The data:

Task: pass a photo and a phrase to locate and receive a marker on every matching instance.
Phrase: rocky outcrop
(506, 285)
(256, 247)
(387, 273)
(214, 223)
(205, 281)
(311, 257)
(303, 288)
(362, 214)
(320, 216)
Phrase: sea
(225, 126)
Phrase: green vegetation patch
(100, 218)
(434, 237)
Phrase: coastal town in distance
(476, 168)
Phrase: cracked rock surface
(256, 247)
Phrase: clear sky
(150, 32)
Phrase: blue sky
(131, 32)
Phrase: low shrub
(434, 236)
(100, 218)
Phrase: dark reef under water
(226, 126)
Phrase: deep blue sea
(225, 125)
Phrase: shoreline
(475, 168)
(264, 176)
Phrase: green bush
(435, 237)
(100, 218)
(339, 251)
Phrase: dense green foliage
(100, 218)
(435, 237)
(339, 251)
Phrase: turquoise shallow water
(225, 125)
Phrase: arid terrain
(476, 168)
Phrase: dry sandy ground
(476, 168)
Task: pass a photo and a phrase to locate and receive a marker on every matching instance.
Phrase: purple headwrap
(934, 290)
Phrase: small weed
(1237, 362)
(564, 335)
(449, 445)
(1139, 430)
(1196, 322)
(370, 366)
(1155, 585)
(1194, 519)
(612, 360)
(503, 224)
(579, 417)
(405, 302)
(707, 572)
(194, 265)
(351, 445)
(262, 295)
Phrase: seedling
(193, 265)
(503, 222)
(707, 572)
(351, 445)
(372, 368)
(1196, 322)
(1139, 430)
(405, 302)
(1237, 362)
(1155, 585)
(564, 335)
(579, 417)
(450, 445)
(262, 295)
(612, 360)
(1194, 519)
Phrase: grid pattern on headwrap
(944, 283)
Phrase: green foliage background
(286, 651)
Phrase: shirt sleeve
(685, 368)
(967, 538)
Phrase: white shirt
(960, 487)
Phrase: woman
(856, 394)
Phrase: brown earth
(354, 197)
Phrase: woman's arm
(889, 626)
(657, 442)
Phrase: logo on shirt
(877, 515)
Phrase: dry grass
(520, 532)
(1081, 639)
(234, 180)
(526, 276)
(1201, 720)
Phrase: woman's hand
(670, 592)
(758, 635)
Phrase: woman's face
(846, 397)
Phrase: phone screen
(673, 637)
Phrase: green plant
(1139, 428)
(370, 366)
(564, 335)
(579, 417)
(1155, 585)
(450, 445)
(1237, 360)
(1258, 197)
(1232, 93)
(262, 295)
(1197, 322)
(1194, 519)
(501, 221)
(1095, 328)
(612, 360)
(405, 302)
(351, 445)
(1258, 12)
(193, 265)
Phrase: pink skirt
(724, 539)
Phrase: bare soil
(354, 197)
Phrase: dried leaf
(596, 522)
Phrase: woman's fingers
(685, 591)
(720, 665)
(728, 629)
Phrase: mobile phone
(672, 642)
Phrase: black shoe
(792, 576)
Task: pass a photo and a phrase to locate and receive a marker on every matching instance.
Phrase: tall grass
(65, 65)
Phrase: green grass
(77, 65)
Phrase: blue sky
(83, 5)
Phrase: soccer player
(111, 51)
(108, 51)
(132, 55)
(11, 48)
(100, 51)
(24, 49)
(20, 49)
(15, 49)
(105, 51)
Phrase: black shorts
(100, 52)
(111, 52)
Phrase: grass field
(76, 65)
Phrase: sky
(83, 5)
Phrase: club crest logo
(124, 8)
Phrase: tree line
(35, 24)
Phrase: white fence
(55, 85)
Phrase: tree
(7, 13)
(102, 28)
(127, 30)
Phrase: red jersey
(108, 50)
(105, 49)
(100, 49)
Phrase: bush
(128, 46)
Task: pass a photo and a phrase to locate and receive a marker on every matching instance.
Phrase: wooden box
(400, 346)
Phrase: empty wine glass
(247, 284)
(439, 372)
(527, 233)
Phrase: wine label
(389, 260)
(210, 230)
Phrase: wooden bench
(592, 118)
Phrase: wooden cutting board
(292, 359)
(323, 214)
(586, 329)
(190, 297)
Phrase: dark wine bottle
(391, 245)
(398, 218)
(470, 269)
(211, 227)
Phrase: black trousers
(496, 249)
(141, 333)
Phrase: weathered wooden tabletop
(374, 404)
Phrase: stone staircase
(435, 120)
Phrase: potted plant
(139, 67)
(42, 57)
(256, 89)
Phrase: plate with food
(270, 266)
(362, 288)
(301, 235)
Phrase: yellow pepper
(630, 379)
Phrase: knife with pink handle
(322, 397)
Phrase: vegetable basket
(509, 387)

What is asked: Extract, exactly as they appear, the lines from the one containing "Phrase: empty wine glass" through the final line.

Solved exercise:
Phrase: empty wine glass
(247, 284)
(439, 372)
(527, 233)
Phrase: wine label
(389, 260)
(210, 230)
Phrase: wooden bench
(592, 118)
Phrase: wooden cutting board
(292, 359)
(323, 214)
(586, 329)
(190, 297)
Phrase: dark wine bottle
(391, 245)
(398, 218)
(470, 269)
(211, 227)
Phrase: black trousers
(496, 249)
(141, 333)
Phrase: weathered wooden tabletop
(374, 404)
Phrase: stone staircase
(435, 120)
Phrase: potted plant
(139, 67)
(42, 57)
(256, 89)
Phrase: plate with food
(270, 266)
(362, 288)
(301, 235)
Phrase: yellow pepper
(630, 379)
Phrase: knife with pink handle
(322, 397)
Phrase: vegetable basket
(509, 387)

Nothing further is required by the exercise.